Task to carry out> Copy the listing below from its first line through the line containing "[372,499,501,599]", both included, keeping every request unchanged and shifting each bounding-box coordinate in the answers up by 50. Leave out all lines after that point.

┄┄┄┄┄┄┄┄┄┄┄┄┄┄┄┄┄┄┄┄

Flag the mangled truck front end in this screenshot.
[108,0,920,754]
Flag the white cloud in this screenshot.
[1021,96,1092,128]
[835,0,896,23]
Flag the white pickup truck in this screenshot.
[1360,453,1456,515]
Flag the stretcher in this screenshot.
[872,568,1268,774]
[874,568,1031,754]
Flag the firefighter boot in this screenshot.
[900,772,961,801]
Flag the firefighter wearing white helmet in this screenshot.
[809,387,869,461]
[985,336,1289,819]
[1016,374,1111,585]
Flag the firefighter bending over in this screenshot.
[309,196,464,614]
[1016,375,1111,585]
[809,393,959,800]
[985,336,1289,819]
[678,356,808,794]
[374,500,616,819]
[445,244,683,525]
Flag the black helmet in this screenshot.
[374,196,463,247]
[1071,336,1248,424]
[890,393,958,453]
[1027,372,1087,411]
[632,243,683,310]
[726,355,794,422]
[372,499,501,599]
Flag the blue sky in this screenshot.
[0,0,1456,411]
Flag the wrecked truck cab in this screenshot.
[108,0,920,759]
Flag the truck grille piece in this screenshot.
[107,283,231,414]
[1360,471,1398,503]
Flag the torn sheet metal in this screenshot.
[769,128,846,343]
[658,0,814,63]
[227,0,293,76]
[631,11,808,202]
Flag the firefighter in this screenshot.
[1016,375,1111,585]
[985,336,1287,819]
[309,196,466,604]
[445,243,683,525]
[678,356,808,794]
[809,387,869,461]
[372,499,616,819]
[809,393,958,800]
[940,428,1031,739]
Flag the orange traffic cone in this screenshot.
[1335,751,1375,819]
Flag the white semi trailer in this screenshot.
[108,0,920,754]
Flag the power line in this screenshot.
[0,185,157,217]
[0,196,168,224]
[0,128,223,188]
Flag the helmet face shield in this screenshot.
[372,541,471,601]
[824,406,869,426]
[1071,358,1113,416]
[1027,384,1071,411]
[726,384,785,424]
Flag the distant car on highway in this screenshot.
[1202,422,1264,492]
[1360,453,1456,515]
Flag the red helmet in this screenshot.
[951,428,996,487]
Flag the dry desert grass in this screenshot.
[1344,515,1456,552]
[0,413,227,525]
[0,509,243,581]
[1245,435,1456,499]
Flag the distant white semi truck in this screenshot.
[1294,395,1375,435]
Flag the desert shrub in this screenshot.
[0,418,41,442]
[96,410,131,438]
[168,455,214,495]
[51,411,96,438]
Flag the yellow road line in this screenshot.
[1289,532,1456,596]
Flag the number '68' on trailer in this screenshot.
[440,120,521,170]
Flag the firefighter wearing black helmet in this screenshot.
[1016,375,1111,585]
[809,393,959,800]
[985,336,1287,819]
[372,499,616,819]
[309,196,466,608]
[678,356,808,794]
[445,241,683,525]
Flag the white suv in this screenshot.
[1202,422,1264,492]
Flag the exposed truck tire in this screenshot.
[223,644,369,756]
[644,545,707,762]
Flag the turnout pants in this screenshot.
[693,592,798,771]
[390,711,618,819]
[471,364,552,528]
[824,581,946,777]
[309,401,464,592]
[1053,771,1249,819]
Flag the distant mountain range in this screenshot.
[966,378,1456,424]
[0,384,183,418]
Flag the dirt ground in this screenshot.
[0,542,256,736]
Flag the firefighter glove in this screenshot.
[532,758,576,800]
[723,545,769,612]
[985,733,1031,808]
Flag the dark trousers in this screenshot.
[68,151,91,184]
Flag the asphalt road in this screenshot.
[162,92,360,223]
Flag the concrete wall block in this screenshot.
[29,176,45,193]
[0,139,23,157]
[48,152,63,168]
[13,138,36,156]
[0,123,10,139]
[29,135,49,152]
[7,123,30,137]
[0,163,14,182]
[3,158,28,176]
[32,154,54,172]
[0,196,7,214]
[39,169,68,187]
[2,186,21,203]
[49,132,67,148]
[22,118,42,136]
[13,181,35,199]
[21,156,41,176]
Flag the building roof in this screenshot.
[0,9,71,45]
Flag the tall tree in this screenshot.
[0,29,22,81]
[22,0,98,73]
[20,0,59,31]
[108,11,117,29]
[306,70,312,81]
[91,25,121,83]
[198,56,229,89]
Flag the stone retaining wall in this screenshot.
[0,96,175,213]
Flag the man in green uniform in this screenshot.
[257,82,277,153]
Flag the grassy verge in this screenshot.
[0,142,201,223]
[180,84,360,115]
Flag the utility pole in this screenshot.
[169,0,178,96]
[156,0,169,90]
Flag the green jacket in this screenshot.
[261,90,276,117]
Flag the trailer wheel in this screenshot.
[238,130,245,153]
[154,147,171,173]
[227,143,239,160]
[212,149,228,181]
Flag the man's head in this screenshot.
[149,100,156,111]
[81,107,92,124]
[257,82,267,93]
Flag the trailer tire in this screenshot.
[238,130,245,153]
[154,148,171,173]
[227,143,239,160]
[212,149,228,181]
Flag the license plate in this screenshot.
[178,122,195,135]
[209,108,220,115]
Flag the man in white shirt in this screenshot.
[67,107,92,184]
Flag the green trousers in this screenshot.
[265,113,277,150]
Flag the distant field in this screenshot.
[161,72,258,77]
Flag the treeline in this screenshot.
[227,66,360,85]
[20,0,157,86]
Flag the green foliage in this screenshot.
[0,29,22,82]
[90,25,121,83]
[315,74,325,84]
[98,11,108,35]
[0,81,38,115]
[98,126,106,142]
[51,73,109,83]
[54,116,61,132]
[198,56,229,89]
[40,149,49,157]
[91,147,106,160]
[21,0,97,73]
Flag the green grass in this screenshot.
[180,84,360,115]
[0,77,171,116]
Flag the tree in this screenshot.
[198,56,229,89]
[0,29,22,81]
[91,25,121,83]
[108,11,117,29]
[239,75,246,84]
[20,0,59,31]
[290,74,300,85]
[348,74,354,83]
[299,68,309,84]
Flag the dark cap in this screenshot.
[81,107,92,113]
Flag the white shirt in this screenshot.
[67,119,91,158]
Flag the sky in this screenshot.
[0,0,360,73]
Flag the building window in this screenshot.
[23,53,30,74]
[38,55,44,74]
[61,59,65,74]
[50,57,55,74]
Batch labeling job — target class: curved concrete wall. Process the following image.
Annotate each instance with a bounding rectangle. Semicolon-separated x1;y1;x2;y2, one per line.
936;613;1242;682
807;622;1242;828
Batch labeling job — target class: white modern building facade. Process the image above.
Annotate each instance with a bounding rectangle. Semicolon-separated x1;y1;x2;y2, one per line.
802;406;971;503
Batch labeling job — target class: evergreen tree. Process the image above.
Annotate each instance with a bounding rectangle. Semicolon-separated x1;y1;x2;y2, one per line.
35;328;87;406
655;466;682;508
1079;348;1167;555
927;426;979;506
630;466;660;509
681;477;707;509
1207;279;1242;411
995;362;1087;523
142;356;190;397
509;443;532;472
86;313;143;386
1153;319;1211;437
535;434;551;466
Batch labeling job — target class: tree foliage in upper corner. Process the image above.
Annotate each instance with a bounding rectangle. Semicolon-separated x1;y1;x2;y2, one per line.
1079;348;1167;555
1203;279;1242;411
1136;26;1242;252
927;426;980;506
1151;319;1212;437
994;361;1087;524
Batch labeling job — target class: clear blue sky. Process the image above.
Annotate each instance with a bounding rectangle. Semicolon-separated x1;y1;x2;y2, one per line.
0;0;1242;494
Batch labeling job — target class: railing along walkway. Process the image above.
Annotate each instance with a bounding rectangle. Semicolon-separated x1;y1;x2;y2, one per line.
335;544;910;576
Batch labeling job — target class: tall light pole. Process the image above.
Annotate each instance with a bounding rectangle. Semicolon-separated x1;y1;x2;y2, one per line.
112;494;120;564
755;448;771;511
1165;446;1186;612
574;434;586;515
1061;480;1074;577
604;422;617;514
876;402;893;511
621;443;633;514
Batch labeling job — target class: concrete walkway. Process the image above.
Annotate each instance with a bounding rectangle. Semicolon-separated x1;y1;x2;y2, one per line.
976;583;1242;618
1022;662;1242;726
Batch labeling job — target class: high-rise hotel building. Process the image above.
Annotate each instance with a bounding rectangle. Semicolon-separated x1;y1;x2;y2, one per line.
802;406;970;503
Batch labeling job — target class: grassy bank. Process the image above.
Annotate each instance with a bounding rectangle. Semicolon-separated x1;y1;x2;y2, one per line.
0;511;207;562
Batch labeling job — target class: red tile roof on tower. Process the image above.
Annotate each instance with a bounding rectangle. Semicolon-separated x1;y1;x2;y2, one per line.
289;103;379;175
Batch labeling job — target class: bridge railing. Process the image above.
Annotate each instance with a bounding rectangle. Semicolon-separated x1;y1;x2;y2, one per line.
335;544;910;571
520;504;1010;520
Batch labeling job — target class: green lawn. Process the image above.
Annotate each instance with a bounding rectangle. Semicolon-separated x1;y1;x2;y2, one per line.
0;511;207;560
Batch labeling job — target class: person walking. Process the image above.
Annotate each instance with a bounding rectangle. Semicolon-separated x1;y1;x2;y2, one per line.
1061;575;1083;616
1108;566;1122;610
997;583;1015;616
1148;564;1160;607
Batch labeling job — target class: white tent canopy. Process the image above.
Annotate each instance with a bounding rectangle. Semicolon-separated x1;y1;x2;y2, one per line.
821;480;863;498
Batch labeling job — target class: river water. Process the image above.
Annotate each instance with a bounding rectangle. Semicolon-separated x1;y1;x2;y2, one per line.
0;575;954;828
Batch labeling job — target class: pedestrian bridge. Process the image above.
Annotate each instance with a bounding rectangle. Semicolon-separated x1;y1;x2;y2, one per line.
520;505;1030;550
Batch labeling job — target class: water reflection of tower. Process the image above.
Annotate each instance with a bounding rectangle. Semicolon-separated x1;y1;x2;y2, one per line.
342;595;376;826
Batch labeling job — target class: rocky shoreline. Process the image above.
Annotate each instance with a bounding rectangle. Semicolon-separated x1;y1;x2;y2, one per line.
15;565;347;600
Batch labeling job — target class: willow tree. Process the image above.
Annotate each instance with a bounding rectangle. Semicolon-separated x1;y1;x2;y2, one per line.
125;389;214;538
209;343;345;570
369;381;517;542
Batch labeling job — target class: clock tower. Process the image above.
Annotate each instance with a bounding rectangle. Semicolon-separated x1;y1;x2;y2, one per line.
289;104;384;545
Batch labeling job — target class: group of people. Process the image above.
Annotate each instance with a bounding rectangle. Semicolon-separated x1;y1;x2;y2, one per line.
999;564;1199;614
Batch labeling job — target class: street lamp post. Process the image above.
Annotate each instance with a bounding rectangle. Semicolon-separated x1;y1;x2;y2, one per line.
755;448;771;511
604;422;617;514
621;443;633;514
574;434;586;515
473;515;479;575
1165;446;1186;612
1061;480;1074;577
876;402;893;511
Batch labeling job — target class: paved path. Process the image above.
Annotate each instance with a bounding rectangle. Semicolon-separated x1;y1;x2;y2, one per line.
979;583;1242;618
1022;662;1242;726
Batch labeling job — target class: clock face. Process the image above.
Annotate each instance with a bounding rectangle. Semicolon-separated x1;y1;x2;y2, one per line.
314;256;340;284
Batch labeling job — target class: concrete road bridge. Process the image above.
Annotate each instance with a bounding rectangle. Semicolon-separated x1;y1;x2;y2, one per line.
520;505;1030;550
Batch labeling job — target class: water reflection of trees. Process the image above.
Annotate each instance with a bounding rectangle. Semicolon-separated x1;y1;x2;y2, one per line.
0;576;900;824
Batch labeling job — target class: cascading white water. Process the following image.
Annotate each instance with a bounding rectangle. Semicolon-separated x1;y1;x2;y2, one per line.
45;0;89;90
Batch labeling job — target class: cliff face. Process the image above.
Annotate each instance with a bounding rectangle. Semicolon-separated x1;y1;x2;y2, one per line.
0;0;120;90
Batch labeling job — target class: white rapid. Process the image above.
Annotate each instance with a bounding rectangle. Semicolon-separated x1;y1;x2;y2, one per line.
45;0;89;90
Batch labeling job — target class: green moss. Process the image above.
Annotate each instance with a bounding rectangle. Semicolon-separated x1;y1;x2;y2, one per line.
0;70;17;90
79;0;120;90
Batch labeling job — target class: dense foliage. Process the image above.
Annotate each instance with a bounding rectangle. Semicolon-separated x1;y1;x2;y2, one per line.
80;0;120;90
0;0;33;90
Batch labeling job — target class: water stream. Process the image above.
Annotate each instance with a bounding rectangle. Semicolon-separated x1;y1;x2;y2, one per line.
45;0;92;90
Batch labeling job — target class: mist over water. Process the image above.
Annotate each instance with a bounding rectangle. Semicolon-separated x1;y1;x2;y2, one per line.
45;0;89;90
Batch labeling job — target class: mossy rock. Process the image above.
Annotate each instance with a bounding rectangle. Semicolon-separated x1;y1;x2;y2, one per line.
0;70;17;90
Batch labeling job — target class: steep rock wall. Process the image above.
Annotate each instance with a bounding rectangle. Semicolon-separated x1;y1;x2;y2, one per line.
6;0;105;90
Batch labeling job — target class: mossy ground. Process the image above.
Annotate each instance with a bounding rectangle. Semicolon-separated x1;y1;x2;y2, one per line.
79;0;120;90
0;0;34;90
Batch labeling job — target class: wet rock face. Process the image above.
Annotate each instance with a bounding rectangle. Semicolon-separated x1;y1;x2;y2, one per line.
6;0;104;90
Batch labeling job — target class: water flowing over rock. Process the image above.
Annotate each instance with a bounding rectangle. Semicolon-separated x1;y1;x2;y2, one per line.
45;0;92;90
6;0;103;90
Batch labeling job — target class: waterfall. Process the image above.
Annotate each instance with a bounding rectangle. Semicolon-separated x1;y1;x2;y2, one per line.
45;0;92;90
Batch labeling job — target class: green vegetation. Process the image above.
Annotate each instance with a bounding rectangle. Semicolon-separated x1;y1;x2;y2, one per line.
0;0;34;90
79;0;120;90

┄┄┄┄┄┄┄┄┄┄┄┄┄┄┄┄┄┄┄┄

Correct output>
Flag the mangled truck front end in this screenshot.
[158,50,970,804]
Flag the white cloud in this screenshot.
[1071,146,1142,178]
[885,50,946,73]
Flag the white pickup truck in this screenshot.
[1410,503,1506,565]
Flag the stretcher in this screenshot.
[922,618,1318,824]
[924,618,1081,804]
Flag the firefighter boot in this screenshot.
[950,822,1011,851]
Flag the firefighter wearing white helmet in this screenshot.
[859,437,919,511]
[1035,386,1339,869]
[1066,424,1161,635]
Flag the firefighter bending over in this screenshot.
[359,246,514,664]
[1066,425,1161,635]
[859,443,1009,850]
[1035,386,1339,869]
[728,406,858,844]
[424,550,666,869]
[495,294,733,575]
Flag the black helmet in this screenshot.
[424,246,513,297]
[1121,386,1298,474]
[940,443,1008,503]
[1077,422,1137,461]
[682,293,733,360]
[776,405,844,472]
[422,549,551,649]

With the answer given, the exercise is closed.